◆ **PROBLEM**: Count the lines in the items below that contain the string "handle". Reply with that number only.

>> Begin GIVEN DATA

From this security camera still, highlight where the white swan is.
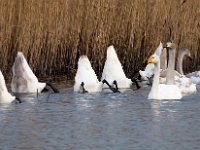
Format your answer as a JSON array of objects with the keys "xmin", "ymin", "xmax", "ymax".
[
  {"xmin": 186, "ymin": 71, "xmax": 200, "ymax": 84},
  {"xmin": 74, "ymin": 56, "xmax": 102, "ymax": 92},
  {"xmin": 148, "ymin": 54, "xmax": 182, "ymax": 99},
  {"xmin": 166, "ymin": 42, "xmax": 197, "ymax": 94},
  {"xmin": 101, "ymin": 46, "xmax": 132, "ymax": 89},
  {"xmin": 139, "ymin": 42, "xmax": 167, "ymax": 80},
  {"xmin": 0, "ymin": 70, "xmax": 16, "ymax": 103},
  {"xmin": 11, "ymin": 52, "xmax": 46, "ymax": 93}
]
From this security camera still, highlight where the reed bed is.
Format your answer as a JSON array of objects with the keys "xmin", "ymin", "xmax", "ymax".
[{"xmin": 0, "ymin": 0, "xmax": 200, "ymax": 79}]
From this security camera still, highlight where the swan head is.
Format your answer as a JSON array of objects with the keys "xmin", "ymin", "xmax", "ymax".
[
  {"xmin": 78, "ymin": 55, "xmax": 91, "ymax": 68},
  {"xmin": 107, "ymin": 45, "xmax": 117, "ymax": 59},
  {"xmin": 148, "ymin": 54, "xmax": 160, "ymax": 64},
  {"xmin": 154, "ymin": 42, "xmax": 163, "ymax": 56},
  {"xmin": 164, "ymin": 39, "xmax": 176, "ymax": 50}
]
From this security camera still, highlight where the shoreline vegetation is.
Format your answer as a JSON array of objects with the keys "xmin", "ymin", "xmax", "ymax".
[{"xmin": 0, "ymin": 0, "xmax": 200, "ymax": 79}]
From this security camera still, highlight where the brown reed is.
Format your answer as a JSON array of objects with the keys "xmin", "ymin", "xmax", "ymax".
[{"xmin": 0, "ymin": 0, "xmax": 200, "ymax": 79}]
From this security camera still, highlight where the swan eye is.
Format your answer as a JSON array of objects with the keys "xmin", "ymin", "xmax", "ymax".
[{"xmin": 167, "ymin": 42, "xmax": 172, "ymax": 47}]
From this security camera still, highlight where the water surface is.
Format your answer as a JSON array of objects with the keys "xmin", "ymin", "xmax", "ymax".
[{"xmin": 0, "ymin": 83, "xmax": 200, "ymax": 150}]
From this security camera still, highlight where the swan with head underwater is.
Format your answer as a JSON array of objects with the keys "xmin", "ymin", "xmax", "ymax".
[
  {"xmin": 148, "ymin": 54, "xmax": 182, "ymax": 100},
  {"xmin": 74, "ymin": 55, "xmax": 102, "ymax": 93},
  {"xmin": 139, "ymin": 42, "xmax": 167, "ymax": 81},
  {"xmin": 11, "ymin": 52, "xmax": 59, "ymax": 93},
  {"xmin": 101, "ymin": 45, "xmax": 140, "ymax": 92},
  {"xmin": 0, "ymin": 70, "xmax": 21, "ymax": 104}
]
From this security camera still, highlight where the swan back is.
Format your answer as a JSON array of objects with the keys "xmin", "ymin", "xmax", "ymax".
[
  {"xmin": 74, "ymin": 56, "xmax": 101, "ymax": 92},
  {"xmin": 11, "ymin": 52, "xmax": 46, "ymax": 93},
  {"xmin": 101, "ymin": 46, "xmax": 132, "ymax": 88}
]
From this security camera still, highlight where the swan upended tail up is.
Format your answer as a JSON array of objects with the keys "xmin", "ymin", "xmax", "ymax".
[
  {"xmin": 74, "ymin": 56, "xmax": 102, "ymax": 92},
  {"xmin": 139, "ymin": 42, "xmax": 167, "ymax": 80},
  {"xmin": 101, "ymin": 46, "xmax": 132, "ymax": 88},
  {"xmin": 0, "ymin": 70, "xmax": 16, "ymax": 103},
  {"xmin": 11, "ymin": 52, "xmax": 46, "ymax": 93},
  {"xmin": 148, "ymin": 54, "xmax": 182, "ymax": 99}
]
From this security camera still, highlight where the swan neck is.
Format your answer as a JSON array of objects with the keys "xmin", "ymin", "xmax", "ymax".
[
  {"xmin": 176, "ymin": 52, "xmax": 186, "ymax": 75},
  {"xmin": 151, "ymin": 62, "xmax": 160, "ymax": 95},
  {"xmin": 166, "ymin": 49, "xmax": 176, "ymax": 85},
  {"xmin": 168, "ymin": 49, "xmax": 176, "ymax": 70}
]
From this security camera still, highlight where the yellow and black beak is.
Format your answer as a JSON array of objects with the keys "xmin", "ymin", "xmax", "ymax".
[
  {"xmin": 167, "ymin": 42, "xmax": 172, "ymax": 48},
  {"xmin": 147, "ymin": 57, "xmax": 153, "ymax": 64}
]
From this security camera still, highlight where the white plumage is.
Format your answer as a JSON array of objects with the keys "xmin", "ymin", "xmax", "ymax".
[
  {"xmin": 148, "ymin": 54, "xmax": 182, "ymax": 99},
  {"xmin": 101, "ymin": 46, "xmax": 132, "ymax": 88},
  {"xmin": 74, "ymin": 56, "xmax": 102, "ymax": 92},
  {"xmin": 0, "ymin": 70, "xmax": 15, "ymax": 103},
  {"xmin": 11, "ymin": 52, "xmax": 46, "ymax": 93}
]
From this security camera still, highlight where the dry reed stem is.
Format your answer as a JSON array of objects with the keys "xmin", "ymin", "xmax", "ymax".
[{"xmin": 0, "ymin": 0, "xmax": 200, "ymax": 79}]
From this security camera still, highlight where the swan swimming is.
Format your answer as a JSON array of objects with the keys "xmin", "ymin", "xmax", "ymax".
[
  {"xmin": 166, "ymin": 41, "xmax": 197, "ymax": 94},
  {"xmin": 11, "ymin": 52, "xmax": 58, "ymax": 93},
  {"xmin": 101, "ymin": 45, "xmax": 137, "ymax": 89},
  {"xmin": 74, "ymin": 55, "xmax": 102, "ymax": 93},
  {"xmin": 148, "ymin": 54, "xmax": 182, "ymax": 99},
  {"xmin": 139, "ymin": 42, "xmax": 167, "ymax": 80},
  {"xmin": 0, "ymin": 70, "xmax": 18, "ymax": 103}
]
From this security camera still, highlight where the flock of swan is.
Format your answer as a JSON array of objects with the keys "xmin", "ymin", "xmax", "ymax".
[{"xmin": 0, "ymin": 40, "xmax": 200, "ymax": 103}]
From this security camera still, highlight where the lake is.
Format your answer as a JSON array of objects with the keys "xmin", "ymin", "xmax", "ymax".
[{"xmin": 0, "ymin": 83, "xmax": 200, "ymax": 150}]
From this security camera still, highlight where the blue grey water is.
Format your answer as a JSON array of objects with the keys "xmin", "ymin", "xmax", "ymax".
[{"xmin": 0, "ymin": 85, "xmax": 200, "ymax": 150}]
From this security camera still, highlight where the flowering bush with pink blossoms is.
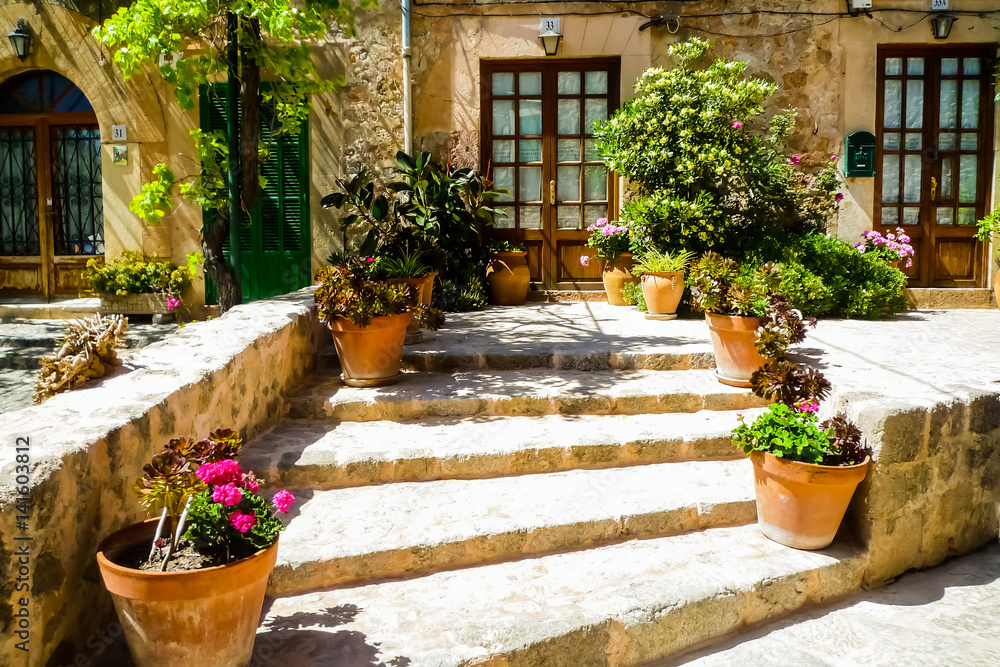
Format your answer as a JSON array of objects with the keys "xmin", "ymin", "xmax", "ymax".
[
  {"xmin": 134, "ymin": 429, "xmax": 295, "ymax": 571},
  {"xmin": 580, "ymin": 218, "xmax": 629, "ymax": 266},
  {"xmin": 854, "ymin": 227, "xmax": 913, "ymax": 267}
]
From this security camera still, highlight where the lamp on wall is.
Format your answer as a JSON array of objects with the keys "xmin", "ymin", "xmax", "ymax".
[
  {"xmin": 931, "ymin": 14, "xmax": 956, "ymax": 39},
  {"xmin": 538, "ymin": 17, "xmax": 562, "ymax": 56},
  {"xmin": 7, "ymin": 19, "xmax": 31, "ymax": 62}
]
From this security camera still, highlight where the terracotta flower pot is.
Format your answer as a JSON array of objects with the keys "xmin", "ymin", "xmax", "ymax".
[
  {"xmin": 389, "ymin": 271, "xmax": 437, "ymax": 345},
  {"xmin": 97, "ymin": 519, "xmax": 278, "ymax": 667},
  {"xmin": 601, "ymin": 252, "xmax": 639, "ymax": 306},
  {"xmin": 486, "ymin": 251, "xmax": 531, "ymax": 306},
  {"xmin": 330, "ymin": 313, "xmax": 412, "ymax": 387},
  {"xmin": 705, "ymin": 313, "xmax": 769, "ymax": 387},
  {"xmin": 750, "ymin": 452, "xmax": 871, "ymax": 549},
  {"xmin": 642, "ymin": 271, "xmax": 684, "ymax": 320}
]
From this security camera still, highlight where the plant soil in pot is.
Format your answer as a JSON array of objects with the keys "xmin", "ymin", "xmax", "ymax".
[
  {"xmin": 329, "ymin": 313, "xmax": 412, "ymax": 387},
  {"xmin": 486, "ymin": 250, "xmax": 531, "ymax": 306}
]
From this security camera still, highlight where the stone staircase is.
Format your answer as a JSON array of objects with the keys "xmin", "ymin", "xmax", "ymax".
[{"xmin": 241, "ymin": 344, "xmax": 865, "ymax": 667}]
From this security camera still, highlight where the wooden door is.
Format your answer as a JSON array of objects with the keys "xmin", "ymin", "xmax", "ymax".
[
  {"xmin": 874, "ymin": 44, "xmax": 996, "ymax": 287},
  {"xmin": 0, "ymin": 70, "xmax": 104, "ymax": 298},
  {"xmin": 481, "ymin": 58, "xmax": 620, "ymax": 289}
]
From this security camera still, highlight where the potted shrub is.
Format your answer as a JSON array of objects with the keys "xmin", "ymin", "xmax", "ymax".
[
  {"xmin": 733, "ymin": 361, "xmax": 871, "ymax": 549},
  {"xmin": 80, "ymin": 250, "xmax": 204, "ymax": 316},
  {"xmin": 486, "ymin": 241, "xmax": 531, "ymax": 306},
  {"xmin": 315, "ymin": 257, "xmax": 426, "ymax": 387},
  {"xmin": 97, "ymin": 429, "xmax": 294, "ymax": 667},
  {"xmin": 580, "ymin": 218, "xmax": 639, "ymax": 306},
  {"xmin": 691, "ymin": 252, "xmax": 816, "ymax": 387},
  {"xmin": 632, "ymin": 249, "xmax": 694, "ymax": 320}
]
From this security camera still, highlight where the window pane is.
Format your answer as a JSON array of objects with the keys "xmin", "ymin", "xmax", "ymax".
[
  {"xmin": 517, "ymin": 139, "xmax": 542, "ymax": 162},
  {"xmin": 958, "ymin": 155, "xmax": 977, "ymax": 203},
  {"xmin": 938, "ymin": 157, "xmax": 953, "ymax": 199},
  {"xmin": 556, "ymin": 139, "xmax": 580, "ymax": 162},
  {"xmin": 493, "ymin": 100, "xmax": 514, "ymax": 135},
  {"xmin": 903, "ymin": 155, "xmax": 921, "ymax": 202},
  {"xmin": 882, "ymin": 155, "xmax": 899, "ymax": 203},
  {"xmin": 583, "ymin": 167, "xmax": 608, "ymax": 201},
  {"xmin": 556, "ymin": 72, "xmax": 580, "ymax": 95},
  {"xmin": 906, "ymin": 80, "xmax": 924, "ymax": 128},
  {"xmin": 493, "ymin": 206, "xmax": 514, "ymax": 229},
  {"xmin": 518, "ymin": 167, "xmax": 542, "ymax": 201},
  {"xmin": 518, "ymin": 100, "xmax": 542, "ymax": 135},
  {"xmin": 493, "ymin": 167, "xmax": 514, "ymax": 201},
  {"xmin": 518, "ymin": 206, "xmax": 542, "ymax": 229},
  {"xmin": 556, "ymin": 206, "xmax": 580, "ymax": 229},
  {"xmin": 556, "ymin": 100, "xmax": 580, "ymax": 134},
  {"xmin": 517, "ymin": 72, "xmax": 542, "ymax": 95},
  {"xmin": 493, "ymin": 72, "xmax": 514, "ymax": 95},
  {"xmin": 493, "ymin": 139, "xmax": 514, "ymax": 162},
  {"xmin": 584, "ymin": 98, "xmax": 608, "ymax": 134},
  {"xmin": 556, "ymin": 167, "xmax": 580, "ymax": 201},
  {"xmin": 962, "ymin": 79, "xmax": 979, "ymax": 129},
  {"xmin": 584, "ymin": 72, "xmax": 608, "ymax": 95},
  {"xmin": 883, "ymin": 81, "xmax": 903, "ymax": 128},
  {"xmin": 940, "ymin": 80, "xmax": 958, "ymax": 128}
]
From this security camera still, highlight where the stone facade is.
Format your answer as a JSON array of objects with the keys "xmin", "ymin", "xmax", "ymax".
[{"xmin": 0, "ymin": 290, "xmax": 323, "ymax": 667}]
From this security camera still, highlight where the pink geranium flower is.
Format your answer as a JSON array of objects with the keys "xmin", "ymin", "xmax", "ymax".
[
  {"xmin": 229, "ymin": 512, "xmax": 257, "ymax": 533},
  {"xmin": 271, "ymin": 490, "xmax": 295, "ymax": 514}
]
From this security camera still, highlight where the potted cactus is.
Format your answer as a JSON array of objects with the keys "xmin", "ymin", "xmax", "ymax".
[{"xmin": 97, "ymin": 429, "xmax": 294, "ymax": 667}]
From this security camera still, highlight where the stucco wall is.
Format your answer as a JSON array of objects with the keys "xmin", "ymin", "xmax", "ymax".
[{"xmin": 0, "ymin": 289, "xmax": 321, "ymax": 667}]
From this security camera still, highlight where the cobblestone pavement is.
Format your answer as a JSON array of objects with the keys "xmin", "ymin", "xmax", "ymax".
[{"xmin": 668, "ymin": 543, "xmax": 1000, "ymax": 667}]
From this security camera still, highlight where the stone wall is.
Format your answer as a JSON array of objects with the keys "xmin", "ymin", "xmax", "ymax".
[
  {"xmin": 846, "ymin": 389, "xmax": 1000, "ymax": 584},
  {"xmin": 0, "ymin": 289, "xmax": 322, "ymax": 667}
]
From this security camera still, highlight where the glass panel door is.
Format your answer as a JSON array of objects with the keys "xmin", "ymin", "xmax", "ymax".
[{"xmin": 875, "ymin": 45, "xmax": 995, "ymax": 287}]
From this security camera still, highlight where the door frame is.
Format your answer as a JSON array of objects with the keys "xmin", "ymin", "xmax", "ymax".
[
  {"xmin": 872, "ymin": 43, "xmax": 997, "ymax": 288},
  {"xmin": 479, "ymin": 56, "xmax": 621, "ymax": 290}
]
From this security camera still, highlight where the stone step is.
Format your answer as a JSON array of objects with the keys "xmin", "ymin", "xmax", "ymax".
[
  {"xmin": 269, "ymin": 459, "xmax": 756, "ymax": 596},
  {"xmin": 287, "ymin": 370, "xmax": 764, "ymax": 421},
  {"xmin": 240, "ymin": 409, "xmax": 760, "ymax": 489},
  {"xmin": 255, "ymin": 525, "xmax": 864, "ymax": 667}
]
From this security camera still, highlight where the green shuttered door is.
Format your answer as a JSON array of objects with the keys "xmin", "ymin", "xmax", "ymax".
[{"xmin": 201, "ymin": 83, "xmax": 311, "ymax": 303}]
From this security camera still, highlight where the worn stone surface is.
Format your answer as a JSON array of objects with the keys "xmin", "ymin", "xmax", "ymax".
[
  {"xmin": 0, "ymin": 290, "xmax": 318, "ymax": 667},
  {"xmin": 268, "ymin": 459, "xmax": 757, "ymax": 596},
  {"xmin": 672, "ymin": 543, "xmax": 1000, "ymax": 667},
  {"xmin": 255, "ymin": 526, "xmax": 864, "ymax": 667},
  {"xmin": 240, "ymin": 409, "xmax": 759, "ymax": 489}
]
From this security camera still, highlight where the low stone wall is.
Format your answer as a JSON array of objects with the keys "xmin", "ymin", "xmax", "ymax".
[
  {"xmin": 0, "ymin": 289, "xmax": 323, "ymax": 667},
  {"xmin": 846, "ymin": 388, "xmax": 1000, "ymax": 585}
]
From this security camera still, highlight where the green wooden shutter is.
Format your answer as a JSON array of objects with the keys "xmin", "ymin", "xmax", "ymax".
[{"xmin": 201, "ymin": 83, "xmax": 312, "ymax": 303}]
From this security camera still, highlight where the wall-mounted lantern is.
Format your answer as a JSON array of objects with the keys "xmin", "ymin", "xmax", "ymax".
[
  {"xmin": 538, "ymin": 16, "xmax": 562, "ymax": 56},
  {"xmin": 7, "ymin": 19, "xmax": 31, "ymax": 62},
  {"xmin": 931, "ymin": 14, "xmax": 956, "ymax": 39}
]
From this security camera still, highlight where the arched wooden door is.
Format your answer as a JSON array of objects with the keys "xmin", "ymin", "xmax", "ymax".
[{"xmin": 0, "ymin": 70, "xmax": 104, "ymax": 298}]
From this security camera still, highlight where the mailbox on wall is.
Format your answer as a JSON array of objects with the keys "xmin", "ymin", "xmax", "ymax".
[{"xmin": 844, "ymin": 132, "xmax": 875, "ymax": 178}]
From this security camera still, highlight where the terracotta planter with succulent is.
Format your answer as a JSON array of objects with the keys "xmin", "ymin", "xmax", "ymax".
[
  {"xmin": 733, "ymin": 361, "xmax": 871, "ymax": 549},
  {"xmin": 691, "ymin": 252, "xmax": 816, "ymax": 387},
  {"xmin": 97, "ymin": 430, "xmax": 294, "ymax": 667}
]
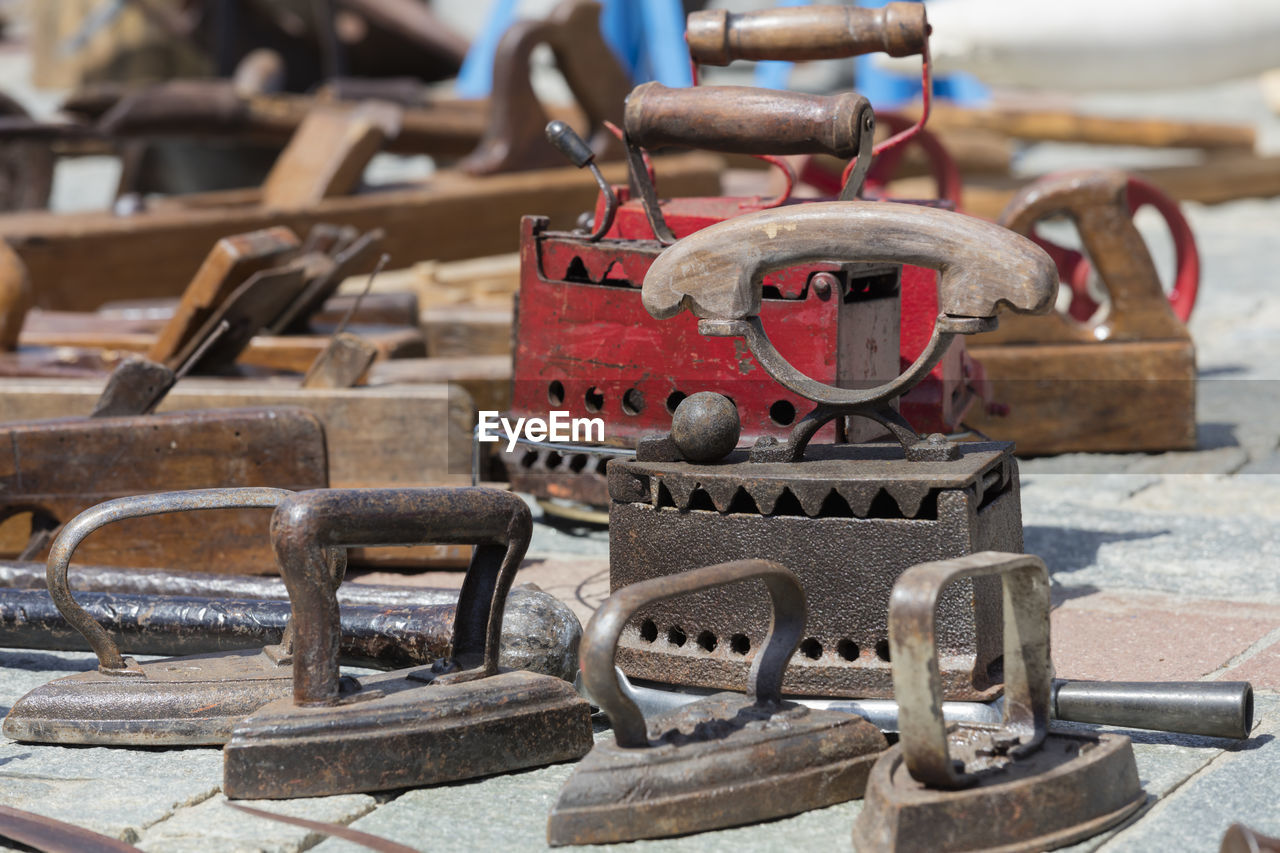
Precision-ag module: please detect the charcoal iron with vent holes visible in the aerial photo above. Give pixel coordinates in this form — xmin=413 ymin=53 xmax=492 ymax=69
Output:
xmin=608 ymin=201 xmax=1057 ymax=699
xmin=547 ymin=560 xmax=888 ymax=845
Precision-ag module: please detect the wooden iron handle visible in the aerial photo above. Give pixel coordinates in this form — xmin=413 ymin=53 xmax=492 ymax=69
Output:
xmin=641 ymin=201 xmax=1059 ymax=320
xmin=625 ymin=83 xmax=874 ymax=159
xmin=685 ymin=3 xmax=929 ymax=65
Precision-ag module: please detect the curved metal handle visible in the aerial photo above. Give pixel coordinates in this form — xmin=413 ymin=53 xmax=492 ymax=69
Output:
xmin=580 ymin=560 xmax=808 ymax=747
xmin=271 ymin=488 xmax=534 ymax=704
xmin=888 ymin=551 xmax=1053 ymax=789
xmin=641 ymin=201 xmax=1057 ymax=322
xmin=625 ymin=83 xmax=876 ymax=159
xmin=685 ymin=3 xmax=929 ymax=65
xmin=45 ymin=487 xmax=295 ymax=675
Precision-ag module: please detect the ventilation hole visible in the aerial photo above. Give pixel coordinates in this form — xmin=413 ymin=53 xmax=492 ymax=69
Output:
xmin=773 ymin=489 xmax=805 ymax=515
xmin=727 ymin=487 xmax=760 ymax=515
xmin=622 ymin=388 xmax=644 ymax=415
xmin=867 ymin=489 xmax=902 ymax=514
xmin=689 ymin=488 xmax=716 ymax=512
xmin=564 ymin=257 xmax=591 ymax=284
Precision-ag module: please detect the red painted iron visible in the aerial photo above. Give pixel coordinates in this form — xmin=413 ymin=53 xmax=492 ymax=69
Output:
xmin=4 ymin=487 xmax=305 ymax=747
xmin=608 ymin=201 xmax=1057 ymax=701
xmin=854 ymin=551 xmax=1146 ymax=853
xmin=503 ymin=4 xmax=982 ymax=506
xmin=223 ymin=488 xmax=591 ymax=799
xmin=547 ymin=560 xmax=888 ymax=847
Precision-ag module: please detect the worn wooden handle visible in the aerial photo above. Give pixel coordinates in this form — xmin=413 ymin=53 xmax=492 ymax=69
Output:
xmin=641 ymin=201 xmax=1057 ymax=320
xmin=625 ymin=83 xmax=874 ymax=159
xmin=685 ymin=3 xmax=929 ymax=65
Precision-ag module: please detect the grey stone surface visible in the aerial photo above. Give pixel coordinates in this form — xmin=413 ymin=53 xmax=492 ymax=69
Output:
xmin=1023 ymin=500 xmax=1280 ymax=602
xmin=138 ymin=794 xmax=378 ymax=853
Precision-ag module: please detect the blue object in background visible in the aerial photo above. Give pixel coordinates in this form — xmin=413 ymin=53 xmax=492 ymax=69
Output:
xmin=454 ymin=0 xmax=694 ymax=97
xmin=854 ymin=0 xmax=991 ymax=108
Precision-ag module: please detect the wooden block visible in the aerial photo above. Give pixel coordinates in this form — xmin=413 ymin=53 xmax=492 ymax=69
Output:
xmin=421 ymin=305 xmax=512 ymax=357
xmin=0 ymin=152 xmax=722 ymax=310
xmin=0 ymin=377 xmax=475 ymax=487
xmin=965 ymin=341 xmax=1196 ymax=456
xmin=262 ymin=101 xmax=399 ymax=210
xmin=0 ymin=407 xmax=328 ymax=574
xmin=147 ymin=228 xmax=298 ymax=366
xmin=369 ymin=355 xmax=511 ymax=411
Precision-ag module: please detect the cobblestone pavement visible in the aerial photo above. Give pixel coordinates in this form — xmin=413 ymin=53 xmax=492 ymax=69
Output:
xmin=0 ymin=56 xmax=1280 ymax=853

>> End GIVEN DATA

◆ **SOLVED EXERCISE**: 3